As mentioned in the comments, Google's AI stole this recipe from another AI generated site.

It's happening. The Ouroboros has swallowed its tail. This is not a drill. Sit back and enjoy the ride!


The next incarnation will surely have enough context to offer some creative substitutions. Swap out gasoline for bunker fuel for a classic twist on a modern treat!


AI has now automated citogenesis [0]

[0] https://www.explainxkcd.com/wiki/index.php/978:_Citogenesis


LLMs are basically REALLY good spell checkers, mistaking them for "AI" is just silly :(


That's not true, expensive llms think better than you and I do about a lot of domains.

The problem here is that Google is using a very cheap AI, and didn't learn the lessons from Bing search's unhinged results last year.


In what domain have LLMs been demonstrated to so-called “think” consistently better than a college- or even high-school-educated adult?


I have executive dysfunction and get blocked by obsessive worries. Dumping it into an LLM lets me escape the panic and get relaxed and unstuck. It's better at this than any human manager I've ever had.

I've got dyslexia and adhd that makes it hard for me to do long form software engineering writing like requirements analysis and test plans. With an LLM I can really quickly sketch the use case, create a reasonable list of requirements, break those into stories, and write implementation stubs and unit test cases. It's like having a really decent project manager on the payroll, when before I couldn't manage the complexity of the writing a good system spec.

Obviously in both cases it's me doing the thinking. But again just me, in both cases, would be stuck and completely overwhelmed.

§

◆ **TASKS AND EXERCISES**:
**1)** In the discussion about Google's AI, where does the first comment say Google's AI got the recipe?
**2)** Go on with the discussion about Google's AI by writing the next comment in the thread.
The material comes from a different source than the discussion about Google's AI.

§

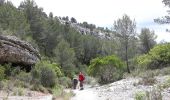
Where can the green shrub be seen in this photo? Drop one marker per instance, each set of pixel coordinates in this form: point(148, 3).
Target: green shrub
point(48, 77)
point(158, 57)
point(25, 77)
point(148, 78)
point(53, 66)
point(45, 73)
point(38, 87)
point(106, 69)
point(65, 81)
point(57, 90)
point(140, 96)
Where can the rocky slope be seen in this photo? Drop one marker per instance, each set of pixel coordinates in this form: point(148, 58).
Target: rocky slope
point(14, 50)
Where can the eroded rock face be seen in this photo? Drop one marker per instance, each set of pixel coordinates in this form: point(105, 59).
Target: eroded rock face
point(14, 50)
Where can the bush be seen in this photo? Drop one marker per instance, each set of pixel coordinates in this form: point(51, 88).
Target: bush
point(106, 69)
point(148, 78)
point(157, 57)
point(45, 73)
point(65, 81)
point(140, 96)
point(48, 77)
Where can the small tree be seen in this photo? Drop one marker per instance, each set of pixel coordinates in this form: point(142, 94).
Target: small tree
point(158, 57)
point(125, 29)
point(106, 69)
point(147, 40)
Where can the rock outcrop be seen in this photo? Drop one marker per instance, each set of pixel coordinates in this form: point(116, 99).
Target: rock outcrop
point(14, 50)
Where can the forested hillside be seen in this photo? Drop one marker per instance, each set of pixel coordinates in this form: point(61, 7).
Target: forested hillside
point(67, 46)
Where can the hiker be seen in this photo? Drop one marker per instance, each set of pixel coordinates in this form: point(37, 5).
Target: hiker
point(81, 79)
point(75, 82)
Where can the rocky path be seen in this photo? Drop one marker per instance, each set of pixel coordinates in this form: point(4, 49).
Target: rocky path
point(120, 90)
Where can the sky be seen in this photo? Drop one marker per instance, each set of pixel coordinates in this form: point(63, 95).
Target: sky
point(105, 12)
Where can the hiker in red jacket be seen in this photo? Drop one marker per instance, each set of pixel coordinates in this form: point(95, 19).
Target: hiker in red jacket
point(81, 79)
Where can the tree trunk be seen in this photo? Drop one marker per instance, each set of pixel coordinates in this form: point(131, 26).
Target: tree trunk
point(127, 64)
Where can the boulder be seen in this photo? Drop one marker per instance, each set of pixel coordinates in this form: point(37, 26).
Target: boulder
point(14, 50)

§

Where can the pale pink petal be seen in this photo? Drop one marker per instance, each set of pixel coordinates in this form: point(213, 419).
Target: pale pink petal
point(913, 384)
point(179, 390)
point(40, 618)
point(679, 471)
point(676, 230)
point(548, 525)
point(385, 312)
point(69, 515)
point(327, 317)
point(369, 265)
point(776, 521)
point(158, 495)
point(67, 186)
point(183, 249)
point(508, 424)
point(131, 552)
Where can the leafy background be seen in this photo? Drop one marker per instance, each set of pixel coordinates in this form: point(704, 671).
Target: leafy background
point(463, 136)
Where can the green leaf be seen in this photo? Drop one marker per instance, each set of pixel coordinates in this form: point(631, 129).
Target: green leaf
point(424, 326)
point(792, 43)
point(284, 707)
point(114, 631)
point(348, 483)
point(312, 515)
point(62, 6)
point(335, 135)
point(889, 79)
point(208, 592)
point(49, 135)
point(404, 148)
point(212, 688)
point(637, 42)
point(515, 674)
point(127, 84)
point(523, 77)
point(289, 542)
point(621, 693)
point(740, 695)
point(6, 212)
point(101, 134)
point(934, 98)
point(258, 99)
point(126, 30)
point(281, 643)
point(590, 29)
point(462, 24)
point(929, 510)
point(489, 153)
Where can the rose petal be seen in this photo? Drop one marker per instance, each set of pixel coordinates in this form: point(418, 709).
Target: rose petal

§

◆ **ANSWER LIST**:
**1)** From another AI-generated site.

**2)**
This kind of co-regulation is incredibly valuable, even for me as a fairly educated developer. But perhaps you're right. It's not real thinking. I would say that this kind of AI assisted co-regulatory interaction could be called "co-thinking".

The idea is that the llm has certain cognitive and material weaknesses that I cover for it, like fact checking, big picture thinking, and true identity/agency. And in at the same time, it's able to cover certain cognitive and communication weaknesses that I have.

The result is that I'm much more technically independent than ever before, and can do things in my career that my disabilities prevented before. That matters a lot to me, and is my very personal reason for believing this tech will matter to humanity.


LLMs don’t think, silly goose.


Thinking is when biological brains create new ideas from old thoughts and inputs.

LLMs can take old ideas and inputs, as text, and create text that turns into useful new ideas when a human reads them. The new LLMs actually do this in a meaningful way, bullshitting far less than older LLMs, and actually producing meaningful criticism and suggestions. The reader does not do the thinking needed to create the new idea. They just decode the text into the new idea.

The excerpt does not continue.